» REQUIRED WORK:
Rewrite everything in the listing from the line containing "Each instance of the wooden shrine" down to the end, swapping "shrine" for "temple" and leaving everything else unchanged.

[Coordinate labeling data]

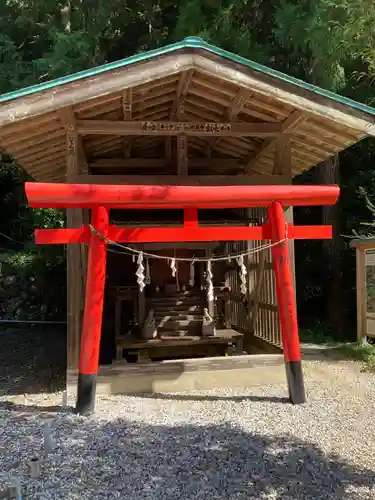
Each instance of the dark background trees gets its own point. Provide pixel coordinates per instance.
(329, 43)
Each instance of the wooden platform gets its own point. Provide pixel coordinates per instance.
(185, 346)
(229, 372)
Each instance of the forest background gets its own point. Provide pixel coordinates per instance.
(330, 43)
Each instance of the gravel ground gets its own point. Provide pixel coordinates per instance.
(216, 445)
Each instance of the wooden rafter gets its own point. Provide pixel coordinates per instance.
(178, 113)
(283, 156)
(127, 96)
(190, 180)
(232, 112)
(169, 128)
(288, 125)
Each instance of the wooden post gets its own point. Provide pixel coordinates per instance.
(361, 293)
(74, 259)
(76, 164)
(93, 314)
(286, 303)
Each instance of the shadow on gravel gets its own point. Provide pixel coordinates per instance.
(123, 460)
(208, 397)
(32, 360)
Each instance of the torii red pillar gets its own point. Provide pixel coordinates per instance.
(101, 198)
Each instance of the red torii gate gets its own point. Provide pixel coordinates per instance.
(101, 198)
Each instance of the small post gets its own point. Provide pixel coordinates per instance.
(287, 304)
(93, 313)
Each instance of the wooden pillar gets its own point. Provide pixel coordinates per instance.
(74, 261)
(286, 302)
(210, 302)
(76, 255)
(93, 314)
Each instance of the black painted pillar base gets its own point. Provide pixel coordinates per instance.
(86, 392)
(296, 386)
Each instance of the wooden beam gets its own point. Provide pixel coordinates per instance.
(283, 156)
(179, 105)
(238, 102)
(127, 95)
(177, 112)
(166, 128)
(193, 180)
(232, 112)
(160, 163)
(74, 141)
(288, 125)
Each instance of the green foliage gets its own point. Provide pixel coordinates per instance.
(33, 284)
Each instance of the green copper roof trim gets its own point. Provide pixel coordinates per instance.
(192, 42)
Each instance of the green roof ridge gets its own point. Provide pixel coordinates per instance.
(188, 42)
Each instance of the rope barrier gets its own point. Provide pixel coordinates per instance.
(133, 251)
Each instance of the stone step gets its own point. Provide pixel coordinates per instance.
(176, 300)
(180, 333)
(179, 323)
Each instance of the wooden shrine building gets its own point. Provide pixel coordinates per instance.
(193, 115)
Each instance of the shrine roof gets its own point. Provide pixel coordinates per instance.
(217, 86)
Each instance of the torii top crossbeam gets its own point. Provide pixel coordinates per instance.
(51, 195)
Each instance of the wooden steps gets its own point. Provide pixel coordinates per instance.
(178, 314)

» RESULT OF THE TASK:
Each instance of the wooden temple building gets its own point. Provide pixel coordinates per instance.
(193, 115)
Each instance of the temple roof gets its own point. Provide pixel coordinates per instance.
(217, 86)
Each instance of the torii top crossbeam gets its own point. Provide pixel coordinates per instance.
(51, 195)
Each instance of the wooden steps gets its own point. Provide pixel coordinates per instance.
(178, 314)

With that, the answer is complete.